Required work:
Copy all records precisely, apart from the pictures.

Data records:

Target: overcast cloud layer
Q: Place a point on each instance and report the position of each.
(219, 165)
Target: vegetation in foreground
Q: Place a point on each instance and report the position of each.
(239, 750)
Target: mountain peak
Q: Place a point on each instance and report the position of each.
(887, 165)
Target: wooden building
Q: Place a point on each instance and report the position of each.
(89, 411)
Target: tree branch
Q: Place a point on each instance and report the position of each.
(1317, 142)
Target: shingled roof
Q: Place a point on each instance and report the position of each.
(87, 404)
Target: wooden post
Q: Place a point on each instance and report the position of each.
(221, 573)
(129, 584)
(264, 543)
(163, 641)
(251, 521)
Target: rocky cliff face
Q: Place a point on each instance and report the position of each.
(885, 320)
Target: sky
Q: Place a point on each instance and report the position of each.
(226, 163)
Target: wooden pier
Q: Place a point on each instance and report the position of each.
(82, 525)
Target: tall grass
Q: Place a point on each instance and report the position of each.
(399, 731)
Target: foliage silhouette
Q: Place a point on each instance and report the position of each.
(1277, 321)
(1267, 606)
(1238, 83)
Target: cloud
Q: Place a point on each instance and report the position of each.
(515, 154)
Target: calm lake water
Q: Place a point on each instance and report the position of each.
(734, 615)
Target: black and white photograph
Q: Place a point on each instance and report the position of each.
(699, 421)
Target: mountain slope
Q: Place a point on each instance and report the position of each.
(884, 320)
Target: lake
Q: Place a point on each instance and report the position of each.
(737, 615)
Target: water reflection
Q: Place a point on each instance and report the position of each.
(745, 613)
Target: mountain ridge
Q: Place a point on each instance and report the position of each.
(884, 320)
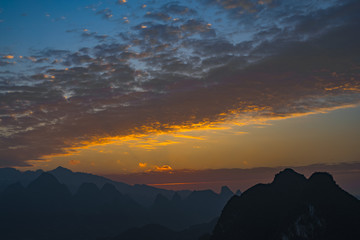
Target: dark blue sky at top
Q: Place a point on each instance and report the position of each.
(73, 71)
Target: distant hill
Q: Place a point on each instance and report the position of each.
(143, 194)
(45, 208)
(291, 207)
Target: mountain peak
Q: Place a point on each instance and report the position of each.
(225, 191)
(288, 175)
(46, 180)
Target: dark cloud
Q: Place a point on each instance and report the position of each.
(160, 16)
(346, 175)
(105, 13)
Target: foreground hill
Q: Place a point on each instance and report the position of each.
(46, 209)
(143, 194)
(291, 207)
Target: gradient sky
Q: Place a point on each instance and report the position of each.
(119, 87)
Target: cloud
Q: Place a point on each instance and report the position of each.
(345, 174)
(160, 16)
(105, 13)
(74, 162)
(163, 168)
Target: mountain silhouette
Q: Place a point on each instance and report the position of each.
(291, 207)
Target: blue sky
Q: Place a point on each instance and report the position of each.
(162, 74)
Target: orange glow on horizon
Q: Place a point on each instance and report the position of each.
(147, 137)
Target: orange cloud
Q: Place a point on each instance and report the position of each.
(142, 165)
(74, 162)
(163, 168)
(8, 57)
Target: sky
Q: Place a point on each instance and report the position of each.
(155, 87)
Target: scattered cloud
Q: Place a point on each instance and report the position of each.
(74, 162)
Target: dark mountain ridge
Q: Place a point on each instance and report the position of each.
(45, 208)
(291, 207)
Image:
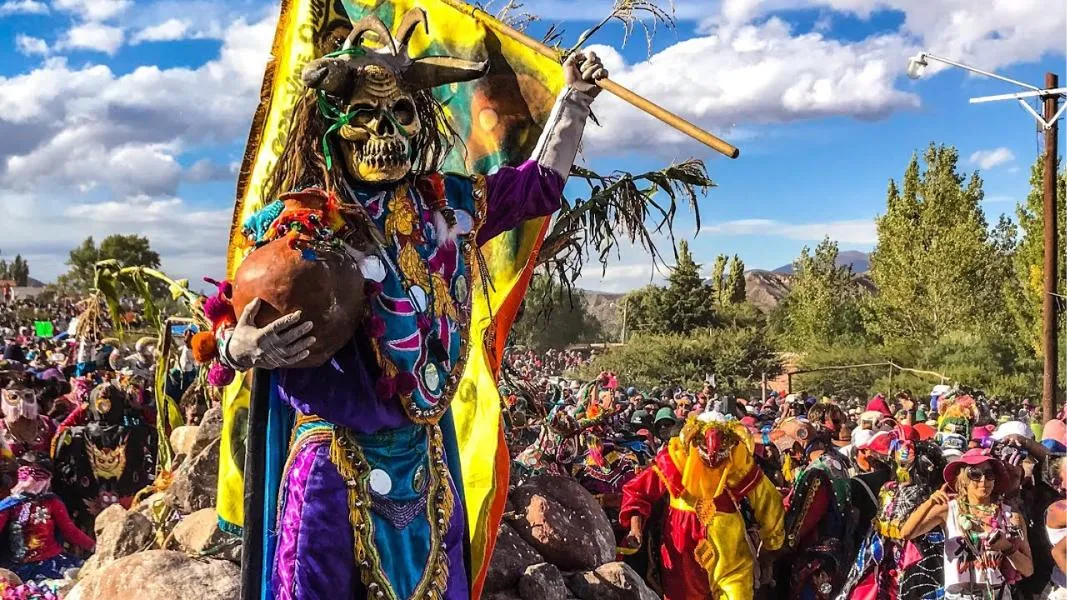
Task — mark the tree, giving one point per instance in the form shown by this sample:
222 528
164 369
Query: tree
718 272
738 357
688 301
936 266
128 250
823 305
1025 288
19 271
553 317
735 282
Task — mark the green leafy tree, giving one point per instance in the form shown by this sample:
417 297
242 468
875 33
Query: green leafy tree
718 281
687 300
19 271
823 305
554 317
937 267
127 250
1025 288
735 282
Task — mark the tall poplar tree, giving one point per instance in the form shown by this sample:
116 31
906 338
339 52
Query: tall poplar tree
1024 289
937 267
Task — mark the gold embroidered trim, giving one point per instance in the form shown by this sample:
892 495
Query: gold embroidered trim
348 457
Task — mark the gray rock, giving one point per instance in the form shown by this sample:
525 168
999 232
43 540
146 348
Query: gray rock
198 534
510 558
209 430
563 523
161 574
196 483
614 581
542 582
182 440
113 514
127 533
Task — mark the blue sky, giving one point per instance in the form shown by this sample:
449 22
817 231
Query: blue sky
129 116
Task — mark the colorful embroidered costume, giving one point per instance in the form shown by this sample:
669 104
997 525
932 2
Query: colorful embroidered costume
31 521
403 509
705 551
817 530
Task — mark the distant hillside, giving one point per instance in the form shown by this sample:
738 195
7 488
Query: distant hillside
860 262
766 289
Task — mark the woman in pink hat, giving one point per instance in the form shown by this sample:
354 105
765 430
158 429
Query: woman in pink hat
986 548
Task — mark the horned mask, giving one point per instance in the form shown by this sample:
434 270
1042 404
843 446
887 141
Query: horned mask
370 94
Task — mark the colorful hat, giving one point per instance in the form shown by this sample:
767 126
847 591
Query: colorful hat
1054 436
973 457
792 431
1013 428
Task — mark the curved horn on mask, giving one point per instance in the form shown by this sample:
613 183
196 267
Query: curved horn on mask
369 24
441 70
408 27
330 75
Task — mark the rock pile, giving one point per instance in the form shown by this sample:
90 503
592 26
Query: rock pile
556 543
168 546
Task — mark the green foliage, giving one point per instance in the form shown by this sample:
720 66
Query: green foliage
718 281
735 282
823 306
736 356
554 317
937 267
126 250
1024 290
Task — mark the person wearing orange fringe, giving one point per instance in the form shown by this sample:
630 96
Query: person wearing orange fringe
714 494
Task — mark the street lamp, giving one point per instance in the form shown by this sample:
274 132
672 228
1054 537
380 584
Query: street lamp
1050 97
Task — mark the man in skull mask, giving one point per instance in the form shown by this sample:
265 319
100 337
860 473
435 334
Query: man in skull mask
368 506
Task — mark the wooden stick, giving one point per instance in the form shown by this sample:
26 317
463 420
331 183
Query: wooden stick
623 93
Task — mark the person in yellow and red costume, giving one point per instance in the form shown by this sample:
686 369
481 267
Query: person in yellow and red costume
715 493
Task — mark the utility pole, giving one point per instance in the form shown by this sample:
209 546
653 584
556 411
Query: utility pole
1051 233
1049 121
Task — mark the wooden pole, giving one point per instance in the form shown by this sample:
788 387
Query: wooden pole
622 93
1051 231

Written reply:
Target: overcast cloud layer
Q: Place a point on each instance and report the position of each.
(219, 165)
Target: vegetation in foreground
Q: Place a point on each instance and report the position of each.
(239, 750)
Target: mountain peak
Q: Place a point on each instance and report the position of each.
(887, 165)
Target: wooden building
Q: Place a point on each instance and report the position of each.
(89, 411)
Target: tree branch
Q: Place a point on each instance and report the position of each.
(1317, 142)
Target: shingled roof
Q: Place a point on each instance and report the position of each.
(87, 404)
Target: wooden post
Q: Place a point on each instance and report the position of each.
(221, 573)
(129, 584)
(264, 543)
(163, 641)
(251, 521)
Target: rocky cliff face
Q: Place a point on each instance and report the position of each.
(885, 320)
Target: sky
Q: Place a point on each instance and report the position of each.
(226, 163)
Target: wooden pier
Q: Place a point on each instance and report the position of each.
(82, 525)
Target: tall grass
Q: Place a point on each instance and report the position of each.
(399, 731)
Target: foliage silhouette
Q: Place a point on each instance and report the position of each.
(1277, 321)
(1267, 606)
(1238, 83)
Target: cloud
Q: Place a point on each instance and report the position of each.
(515, 154)
Target: calm lake water
Q: Place a point on each instance and report the position of each.
(734, 615)
Target: black and white photograph
Q: Place a point on each instance and report the position of each.
(699, 421)
Target: mountain slope
Q: Place a point on each instance and report the position of each.
(884, 320)
Target: lake
Q: Place a point on each instance and report the position of each.
(737, 615)
Target: water reflection
Q: Place a point on each instance and report the position of each.
(745, 613)
Target: mountain ridge
Q: Place a point on each instance and report the position of each.
(884, 320)
Target: dark blue sky at top
Q: Place a point on each instance and report the position of each.
(73, 71)
Target: distant hill
Q: Place a point on each instance and report the position of each.
(143, 194)
(45, 208)
(291, 207)
Target: mountain peak
Q: Place a point on each instance and report the position of each.
(225, 191)
(288, 175)
(46, 180)
Target: dark cloud
Q: Place a point on each instance and report the position of each.
(160, 16)
(346, 175)
(105, 13)
Target: foreground hill
Q: Place a point on each instance and report the position of each.
(46, 209)
(143, 194)
(291, 207)
Target: gradient sky
Q: Place a point on each instance and report the position of each.
(119, 87)
Target: cloud
Q: Place a point on each instance and report the position of each.
(345, 174)
(160, 16)
(105, 13)
(74, 162)
(163, 168)
Target: mountain silhouette
Q: Place a point on each instance and report the position of each.
(291, 207)
Target: blue sky
Q: Place a point on each instance and report the position of each.
(162, 74)
Target: orange glow on horizon
Q: Place a point on each instance and report the position of each.
(147, 137)
Target: orange cloud
Q: Place a point on each instance and report the position of each.
(142, 165)
(74, 162)
(163, 168)
(8, 57)
Target: sky
Q: Place a point on each instance and report the position of each.
(155, 87)
Target: scattered cloud
Q: Place a point on each instance and report the position of each.
(74, 162)
Target: dark mountain ridge
Q: Place a point on each instance and report the position of each.
(45, 208)
(291, 207)
Image:
Task — mark the tree, giving one point per instance in the form shown by this sample:
222 528
164 369
Query: tree
718 272
738 357
688 301
936 266
128 250
823 305
1025 288
19 271
553 317
735 282
Task — mark the green leafy tree, giving one point per instance in the form shown by this sample:
417 297
242 468
875 33
Query: green leafy tree
718 281
687 300
19 271
823 305
554 317
937 267
127 250
1025 288
735 282
Task — mark the tall poplar tree, giving one point per instance in the form shown by this sample:
116 31
906 338
339 52
Query: tall poplar tree
1024 289
937 267
Task — mark the gold embroidered trim, giving one point per instance in the form shown by this sample:
892 495
Query: gold embroidered trim
348 457
Task — mark the gray rock, giving one point per instance in the form shown by this sample:
525 168
999 232
43 540
146 348
Query: gray rock
198 534
510 558
209 430
563 523
161 574
196 483
614 581
542 582
182 440
113 514
127 533
Task — mark the blue sky, giving one point per instance in the form shown by this sample:
449 22
817 231
Query: blue sky
129 116
Task — mark the colorful embroidered costume, giving one point per instance in the form shown by this sample:
669 104
997 525
932 2
Query: colorful embroidered costume
31 521
403 509
705 551
817 530
Task — mark the distant hillside, giving one point per instance in the form shown by this sample:
738 195
7 488
Query: distant hillside
860 262
766 289
Task — mark the woman in pink hat, giving one point per instance in the form shown by this sample:
354 105
765 430
158 429
Query: woman in pink hat
986 548
Task — mark the horned mask, giving one point per instance in the form shown by this sample:
434 270
1042 404
843 446
887 141
Query: horned mask
370 94
Task — mark the colorful hat, giving one point per instance in the form shown by this sample:
767 126
847 591
Query: colorful hat
1054 436
973 457
792 431
1013 428
Task — mark the curved horn on mask, giving one point per instance in the form shown by this sample:
613 183
196 267
Query: curved horn on mask
369 24
441 70
408 27
330 75
Task — mark the rock pile, giving one point per instance in the form shown by this sample:
90 503
592 26
Query: rock pile
556 543
168 546
Task — mark the green foliage, giving one point per instance in the form shown by this sample:
720 66
Query: green foliage
718 281
735 282
823 306
736 356
554 317
937 267
126 250
1024 290
Task — mark the person wearing orange fringe, giving one point per instance in the form shown by this sample:
630 96
Query: person wearing orange fringe
714 494
Task — mark the street lamp, giving one point per instance in the form shown by this sample:
274 132
672 228
1054 537
380 584
Query: street lamp
1050 97
Task — mark the man in skull mask, giving one point per instance in the form shown by this sample:
265 319
100 337
860 473
435 334
Query: man in skull mask
368 506
Task — mark the wooden stick, giving one point per instance in the form shown by this sample:
26 317
463 420
331 183
Query: wooden stick
623 93
Task — mark the person in yellow and red costume, giving one point per instance in the form shown by this sample:
686 369
481 267
Query: person in yellow and red costume
715 493
Task — mark the utility pole, giving one point per instance in the form shown by this sample:
209 546
653 584
556 411
Query: utility pole
1051 233
1049 121
Task — mark the wooden pole, giving one point per instance in the form shown by this sample:
788 387
Query: wooden pole
622 93
1051 231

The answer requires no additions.